Problem statement
An exact restatement of the records below is expected.

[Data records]
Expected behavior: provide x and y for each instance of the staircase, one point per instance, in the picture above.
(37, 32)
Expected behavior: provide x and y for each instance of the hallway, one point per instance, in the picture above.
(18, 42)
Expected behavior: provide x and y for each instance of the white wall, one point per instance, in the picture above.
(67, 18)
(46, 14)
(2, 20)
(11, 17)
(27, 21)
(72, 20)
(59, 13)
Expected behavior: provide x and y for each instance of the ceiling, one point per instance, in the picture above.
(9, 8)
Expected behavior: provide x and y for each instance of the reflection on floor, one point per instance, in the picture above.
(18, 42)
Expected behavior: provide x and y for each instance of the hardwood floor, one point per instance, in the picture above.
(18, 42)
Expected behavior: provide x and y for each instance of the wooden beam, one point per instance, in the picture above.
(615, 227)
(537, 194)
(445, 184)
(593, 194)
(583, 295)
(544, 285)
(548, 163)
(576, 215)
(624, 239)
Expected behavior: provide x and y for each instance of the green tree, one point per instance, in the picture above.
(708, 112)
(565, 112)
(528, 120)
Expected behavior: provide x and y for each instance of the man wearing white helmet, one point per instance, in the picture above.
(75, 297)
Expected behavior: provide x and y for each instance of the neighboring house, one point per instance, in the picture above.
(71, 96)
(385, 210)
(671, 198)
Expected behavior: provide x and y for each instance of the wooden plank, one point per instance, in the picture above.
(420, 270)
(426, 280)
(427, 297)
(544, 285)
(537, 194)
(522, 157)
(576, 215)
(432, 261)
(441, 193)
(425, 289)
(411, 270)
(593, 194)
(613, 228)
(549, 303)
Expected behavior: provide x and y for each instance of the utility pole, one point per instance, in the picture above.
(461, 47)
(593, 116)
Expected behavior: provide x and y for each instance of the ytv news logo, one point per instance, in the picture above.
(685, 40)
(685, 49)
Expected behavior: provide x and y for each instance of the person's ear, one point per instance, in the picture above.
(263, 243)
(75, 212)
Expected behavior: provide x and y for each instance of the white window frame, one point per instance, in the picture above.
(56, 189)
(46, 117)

Task output
Expected behavior: provide x and y for each instance of the staircase, one point per instance, in the picture above.
(37, 32)
Expected behavior: provide x and y for each instance of the hallway, one point per instance, in the picture above.
(18, 42)
Expected behavior: provide x and y for each instance of the white wall, one point per instance, in the picture above.
(67, 18)
(46, 14)
(2, 20)
(11, 17)
(27, 21)
(72, 20)
(59, 13)
Expected behavior: provide x and y for each instance of the ceiling, one point per instance, in the picture above.
(9, 8)
Expected behavior: provide x and y for each instance of the reflection on floor, one point per instance, in the picture above.
(18, 42)
Expected behavior: provide x and y for each instance of the hardwood floor, one point per instance, in the picture above.
(18, 42)
Expected behavior: provide x and y for each instance of the wooden beam, one point per instance, in the picture above.
(615, 227)
(537, 194)
(445, 184)
(593, 194)
(583, 295)
(544, 285)
(548, 163)
(576, 215)
(624, 239)
Expected behavior: provide x and y for each instance of the green tree, one point per instance, in the picture above.
(708, 112)
(565, 112)
(528, 120)
Expected behavior: provide x and y for each instance of the man wearing white helmet, one point per instance, in the picture above.
(75, 297)
Expected behavior: provide x and y for each instance of the neighboring house, one point per instance, in the picture above.
(71, 96)
(385, 210)
(671, 198)
Expected behavior: provide x and y for each instance of the wooden plank, one point per instance, in the picture above.
(420, 270)
(426, 280)
(427, 297)
(544, 285)
(537, 194)
(522, 157)
(576, 215)
(432, 261)
(441, 193)
(425, 289)
(411, 270)
(593, 194)
(613, 228)
(549, 303)
Expected behavior: provide x and y for each instance of the utility pole, one point per instance, in the picture above.
(461, 47)
(593, 116)
Expected behavior: provide x and y for each instance of the ytv news logo, one point per instance, in the picture above.
(685, 40)
(685, 49)
Expected behavior: provide x and y for each instance of the person's ear, one point per instance, in the picture above.
(263, 243)
(75, 212)
Expected behavior: provide x and y for each instance of the white window frame, one point per instance, in the picture above.
(56, 189)
(46, 117)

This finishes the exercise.